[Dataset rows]
- - - -
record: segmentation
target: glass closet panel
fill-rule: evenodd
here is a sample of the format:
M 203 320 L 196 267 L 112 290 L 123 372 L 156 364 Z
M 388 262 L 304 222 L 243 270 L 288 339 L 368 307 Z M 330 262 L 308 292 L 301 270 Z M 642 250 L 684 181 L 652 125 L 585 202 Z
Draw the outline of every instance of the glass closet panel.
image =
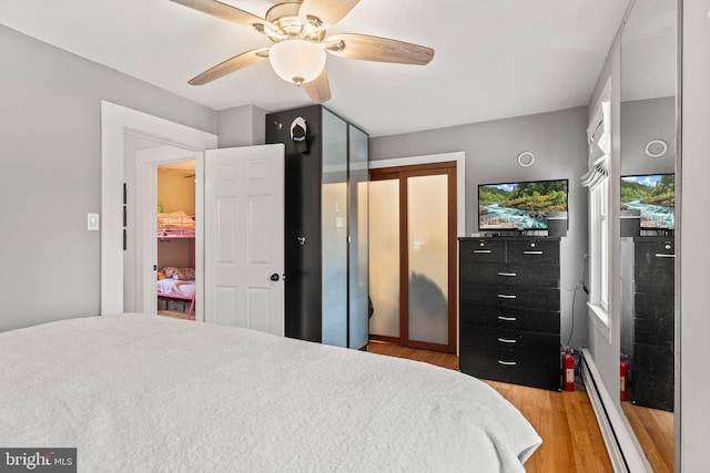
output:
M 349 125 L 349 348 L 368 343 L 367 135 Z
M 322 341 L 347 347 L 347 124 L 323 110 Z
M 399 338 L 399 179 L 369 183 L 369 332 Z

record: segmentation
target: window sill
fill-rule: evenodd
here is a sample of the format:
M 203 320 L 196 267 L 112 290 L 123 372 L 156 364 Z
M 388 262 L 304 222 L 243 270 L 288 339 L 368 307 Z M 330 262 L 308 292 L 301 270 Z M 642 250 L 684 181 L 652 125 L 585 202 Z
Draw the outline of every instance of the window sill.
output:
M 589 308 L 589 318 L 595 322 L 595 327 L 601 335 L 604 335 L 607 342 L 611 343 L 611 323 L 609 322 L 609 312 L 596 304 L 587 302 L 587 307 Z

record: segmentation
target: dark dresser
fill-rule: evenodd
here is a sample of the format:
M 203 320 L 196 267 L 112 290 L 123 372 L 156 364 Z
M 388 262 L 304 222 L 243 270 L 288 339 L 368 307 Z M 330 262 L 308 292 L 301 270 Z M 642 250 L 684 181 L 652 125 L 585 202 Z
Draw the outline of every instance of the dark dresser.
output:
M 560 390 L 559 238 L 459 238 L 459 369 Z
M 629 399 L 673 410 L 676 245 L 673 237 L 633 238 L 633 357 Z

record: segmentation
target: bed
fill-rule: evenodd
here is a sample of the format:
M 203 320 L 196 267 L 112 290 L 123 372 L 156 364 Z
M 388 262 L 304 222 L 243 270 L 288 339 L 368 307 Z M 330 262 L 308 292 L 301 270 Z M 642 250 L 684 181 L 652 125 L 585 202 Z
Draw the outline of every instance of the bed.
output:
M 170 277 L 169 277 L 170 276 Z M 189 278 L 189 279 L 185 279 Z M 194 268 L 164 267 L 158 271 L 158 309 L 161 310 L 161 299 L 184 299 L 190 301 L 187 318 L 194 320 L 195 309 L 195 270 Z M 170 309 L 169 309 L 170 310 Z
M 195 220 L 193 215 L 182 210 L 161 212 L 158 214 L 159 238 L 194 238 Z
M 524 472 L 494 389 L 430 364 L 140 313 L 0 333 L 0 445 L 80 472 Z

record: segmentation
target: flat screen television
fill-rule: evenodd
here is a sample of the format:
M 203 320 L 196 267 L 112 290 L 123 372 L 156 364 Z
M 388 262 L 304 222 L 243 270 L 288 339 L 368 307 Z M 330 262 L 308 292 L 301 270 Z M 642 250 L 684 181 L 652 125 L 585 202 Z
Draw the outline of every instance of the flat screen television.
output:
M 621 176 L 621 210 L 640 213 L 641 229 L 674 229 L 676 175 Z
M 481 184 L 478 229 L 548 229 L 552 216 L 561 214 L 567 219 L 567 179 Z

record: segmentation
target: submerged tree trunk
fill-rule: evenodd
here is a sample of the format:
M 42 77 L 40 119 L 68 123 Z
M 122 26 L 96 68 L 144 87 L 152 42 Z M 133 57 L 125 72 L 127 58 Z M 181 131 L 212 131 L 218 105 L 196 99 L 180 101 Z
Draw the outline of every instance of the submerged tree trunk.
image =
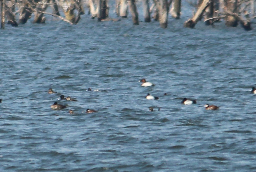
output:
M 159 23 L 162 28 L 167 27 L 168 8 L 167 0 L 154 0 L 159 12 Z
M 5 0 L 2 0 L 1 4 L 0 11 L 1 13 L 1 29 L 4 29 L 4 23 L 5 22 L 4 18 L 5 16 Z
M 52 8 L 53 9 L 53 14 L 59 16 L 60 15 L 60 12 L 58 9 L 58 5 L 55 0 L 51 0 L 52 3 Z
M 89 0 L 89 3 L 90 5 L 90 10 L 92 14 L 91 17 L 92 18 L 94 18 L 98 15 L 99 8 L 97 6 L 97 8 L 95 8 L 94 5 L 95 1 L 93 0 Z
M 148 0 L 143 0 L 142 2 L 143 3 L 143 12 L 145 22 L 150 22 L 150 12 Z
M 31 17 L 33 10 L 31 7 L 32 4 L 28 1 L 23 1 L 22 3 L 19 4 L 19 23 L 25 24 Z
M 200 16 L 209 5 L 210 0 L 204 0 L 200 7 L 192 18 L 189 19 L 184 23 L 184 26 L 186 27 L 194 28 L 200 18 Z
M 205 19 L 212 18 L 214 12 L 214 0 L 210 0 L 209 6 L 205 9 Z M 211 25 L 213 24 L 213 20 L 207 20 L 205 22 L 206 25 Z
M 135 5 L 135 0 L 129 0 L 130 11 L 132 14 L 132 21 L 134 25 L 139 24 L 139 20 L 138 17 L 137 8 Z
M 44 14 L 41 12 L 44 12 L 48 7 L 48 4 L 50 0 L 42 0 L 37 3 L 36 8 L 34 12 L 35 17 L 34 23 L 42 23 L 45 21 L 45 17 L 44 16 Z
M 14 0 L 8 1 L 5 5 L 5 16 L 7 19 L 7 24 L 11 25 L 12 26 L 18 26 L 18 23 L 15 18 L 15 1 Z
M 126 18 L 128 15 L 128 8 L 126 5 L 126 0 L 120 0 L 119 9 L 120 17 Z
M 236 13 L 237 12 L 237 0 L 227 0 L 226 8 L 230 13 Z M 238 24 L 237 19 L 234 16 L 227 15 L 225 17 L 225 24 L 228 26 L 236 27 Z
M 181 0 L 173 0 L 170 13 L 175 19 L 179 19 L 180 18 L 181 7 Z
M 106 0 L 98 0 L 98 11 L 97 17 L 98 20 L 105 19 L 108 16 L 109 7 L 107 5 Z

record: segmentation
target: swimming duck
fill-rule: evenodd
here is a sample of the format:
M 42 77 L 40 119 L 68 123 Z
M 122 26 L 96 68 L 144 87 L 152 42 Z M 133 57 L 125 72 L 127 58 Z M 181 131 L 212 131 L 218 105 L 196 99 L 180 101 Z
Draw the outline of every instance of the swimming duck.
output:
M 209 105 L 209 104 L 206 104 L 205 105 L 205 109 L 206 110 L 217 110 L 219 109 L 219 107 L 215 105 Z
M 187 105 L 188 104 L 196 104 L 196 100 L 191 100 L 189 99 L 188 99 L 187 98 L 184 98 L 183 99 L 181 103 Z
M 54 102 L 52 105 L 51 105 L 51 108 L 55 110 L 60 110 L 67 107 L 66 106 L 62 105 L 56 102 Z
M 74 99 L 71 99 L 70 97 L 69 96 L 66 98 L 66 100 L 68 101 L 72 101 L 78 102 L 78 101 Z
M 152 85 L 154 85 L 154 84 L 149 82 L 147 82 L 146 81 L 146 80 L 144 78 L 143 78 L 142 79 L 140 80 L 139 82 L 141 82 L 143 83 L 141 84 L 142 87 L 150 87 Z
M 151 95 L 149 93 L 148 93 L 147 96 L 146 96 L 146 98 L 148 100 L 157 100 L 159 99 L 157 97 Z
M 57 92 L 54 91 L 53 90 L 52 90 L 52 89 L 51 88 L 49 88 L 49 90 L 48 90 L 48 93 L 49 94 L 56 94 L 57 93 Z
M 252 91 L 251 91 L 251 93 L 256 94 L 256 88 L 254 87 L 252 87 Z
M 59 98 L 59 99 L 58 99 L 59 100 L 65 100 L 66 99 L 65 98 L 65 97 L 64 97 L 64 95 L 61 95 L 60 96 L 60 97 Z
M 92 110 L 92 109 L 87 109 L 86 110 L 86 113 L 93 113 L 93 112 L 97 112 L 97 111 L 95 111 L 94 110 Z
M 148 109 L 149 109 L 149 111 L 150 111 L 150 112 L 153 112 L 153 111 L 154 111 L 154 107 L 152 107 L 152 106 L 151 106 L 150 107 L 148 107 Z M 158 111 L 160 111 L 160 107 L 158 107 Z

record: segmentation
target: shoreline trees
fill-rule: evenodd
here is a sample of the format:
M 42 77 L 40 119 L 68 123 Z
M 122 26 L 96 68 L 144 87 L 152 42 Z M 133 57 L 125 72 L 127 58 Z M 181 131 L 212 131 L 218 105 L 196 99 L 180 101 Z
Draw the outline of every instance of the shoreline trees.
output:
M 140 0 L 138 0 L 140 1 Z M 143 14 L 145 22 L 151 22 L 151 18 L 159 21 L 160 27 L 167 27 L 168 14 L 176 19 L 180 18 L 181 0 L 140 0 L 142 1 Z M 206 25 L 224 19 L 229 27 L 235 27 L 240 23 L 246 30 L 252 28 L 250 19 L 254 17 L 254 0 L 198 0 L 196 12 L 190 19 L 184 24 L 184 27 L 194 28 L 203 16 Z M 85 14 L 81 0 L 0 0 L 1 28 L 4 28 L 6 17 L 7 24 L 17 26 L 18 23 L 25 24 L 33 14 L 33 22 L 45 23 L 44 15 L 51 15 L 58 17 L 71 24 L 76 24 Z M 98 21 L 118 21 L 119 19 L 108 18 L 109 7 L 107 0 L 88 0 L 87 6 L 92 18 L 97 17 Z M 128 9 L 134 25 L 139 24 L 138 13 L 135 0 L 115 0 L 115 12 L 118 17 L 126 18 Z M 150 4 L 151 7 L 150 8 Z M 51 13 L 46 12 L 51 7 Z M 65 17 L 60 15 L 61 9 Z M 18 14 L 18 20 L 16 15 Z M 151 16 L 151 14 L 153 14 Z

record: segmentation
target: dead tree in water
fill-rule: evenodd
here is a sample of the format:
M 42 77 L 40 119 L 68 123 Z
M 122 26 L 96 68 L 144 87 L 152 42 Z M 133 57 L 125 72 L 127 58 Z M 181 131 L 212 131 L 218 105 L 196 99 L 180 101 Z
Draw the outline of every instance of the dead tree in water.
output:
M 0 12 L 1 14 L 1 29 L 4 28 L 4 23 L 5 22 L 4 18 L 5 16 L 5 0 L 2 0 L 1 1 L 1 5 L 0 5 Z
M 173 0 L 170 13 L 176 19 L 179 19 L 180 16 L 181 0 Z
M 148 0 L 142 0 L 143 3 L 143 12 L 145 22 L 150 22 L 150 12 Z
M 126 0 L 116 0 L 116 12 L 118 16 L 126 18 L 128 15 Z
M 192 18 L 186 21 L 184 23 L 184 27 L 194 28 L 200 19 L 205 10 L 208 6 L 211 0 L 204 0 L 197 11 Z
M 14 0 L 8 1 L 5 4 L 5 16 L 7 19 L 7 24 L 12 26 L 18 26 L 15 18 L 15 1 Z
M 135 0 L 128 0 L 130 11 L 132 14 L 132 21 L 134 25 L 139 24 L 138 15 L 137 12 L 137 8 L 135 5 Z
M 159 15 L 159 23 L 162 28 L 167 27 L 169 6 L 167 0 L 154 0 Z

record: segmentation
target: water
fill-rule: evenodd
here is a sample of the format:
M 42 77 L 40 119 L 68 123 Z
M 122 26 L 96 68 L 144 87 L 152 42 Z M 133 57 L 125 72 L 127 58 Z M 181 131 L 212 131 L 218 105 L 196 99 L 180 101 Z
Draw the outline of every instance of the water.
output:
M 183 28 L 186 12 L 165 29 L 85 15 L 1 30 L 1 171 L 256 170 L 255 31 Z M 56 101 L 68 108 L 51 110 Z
- - - -
Pull out every line in the material above that contains the string "flat". Case counts.

target: flat screen television
Draw the outline of every instance of the flat screen television.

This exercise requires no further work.